## Work task:
Your answer should restate each line of the data below word for word.

### Exercise data

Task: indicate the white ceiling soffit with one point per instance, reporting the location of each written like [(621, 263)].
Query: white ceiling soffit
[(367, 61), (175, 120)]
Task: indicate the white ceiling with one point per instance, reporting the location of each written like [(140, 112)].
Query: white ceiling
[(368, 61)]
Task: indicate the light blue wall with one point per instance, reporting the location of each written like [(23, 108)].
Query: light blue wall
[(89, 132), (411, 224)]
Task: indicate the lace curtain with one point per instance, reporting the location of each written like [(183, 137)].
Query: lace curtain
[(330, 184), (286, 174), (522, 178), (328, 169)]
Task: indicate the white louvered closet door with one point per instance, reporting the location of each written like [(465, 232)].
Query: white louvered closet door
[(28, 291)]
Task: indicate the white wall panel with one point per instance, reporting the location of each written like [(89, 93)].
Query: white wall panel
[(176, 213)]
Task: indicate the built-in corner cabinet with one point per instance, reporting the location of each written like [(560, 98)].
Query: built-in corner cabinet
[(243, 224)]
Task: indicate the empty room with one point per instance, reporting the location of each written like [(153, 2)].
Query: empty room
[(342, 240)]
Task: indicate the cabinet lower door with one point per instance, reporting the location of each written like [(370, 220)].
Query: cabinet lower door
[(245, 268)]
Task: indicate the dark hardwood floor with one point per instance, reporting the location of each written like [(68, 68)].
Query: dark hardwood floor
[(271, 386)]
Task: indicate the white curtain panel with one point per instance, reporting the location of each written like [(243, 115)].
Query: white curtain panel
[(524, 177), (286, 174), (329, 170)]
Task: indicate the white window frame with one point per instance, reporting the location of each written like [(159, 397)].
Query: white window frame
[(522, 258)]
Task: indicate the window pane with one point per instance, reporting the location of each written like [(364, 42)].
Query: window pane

######

## Final answer:
Task: indicate the white ceiling soffit with one point per instance, reporting the location of each written like [(621, 263)].
Query: white ceiling soffit
[(367, 61), (175, 120)]
Task: indicate the white ceiling with one point per instance, reporting the location of each written like [(140, 112)].
Query: white ceiling
[(368, 61)]
Task: indicate the light blue wall with one point per instance, reporting the location of each written like [(23, 108)].
Query: light blue wall
[(89, 132), (411, 224)]
Task: indicate the lace curtain with one point per instance, reporting the location of each written like [(183, 137)].
Query: lace curtain
[(330, 184), (286, 174), (522, 178), (328, 169)]
Task: indicate the white louvered closet door with one point per instance, reporting the location of each written like [(465, 232)].
Query: white louvered closet door
[(28, 291)]
Task: indicate the white wall panel with one point per instance, reporting the location of each written like [(89, 93)].
Query: white wall panel
[(176, 213)]
Task: indicate the built-in corner cabinet with one point per instance, reporting the location of each written like [(560, 98)].
Query: built-in corner cabinet
[(243, 224)]
Task: indicate the empty room with one point per instance, reporting the location of each written like [(153, 2)].
Query: empty room
[(342, 240)]
Task: indicate the cabinet lower door with one point per instance, reporting the location of each written like [(370, 220)].
Query: cabinet lower door
[(245, 268)]
Task: indicate the dark hardwood floor with one point per instance, reporting the location of each written like [(68, 68)].
Query: dark hardwood floor
[(271, 386)]
Task: indicate the white curtain panel with one point per instance, reporting the location of each written like [(243, 115)].
Query: white curtain panel
[(524, 177), (286, 174), (329, 170)]
Task: indicate the white window frame with one point per instance, reporting the location of each written like [(159, 397)].
Query: white window frame
[(522, 258)]
Task: indicate the window pane with one point per instance, reporting the location of each written like [(364, 42)].
Query: window pane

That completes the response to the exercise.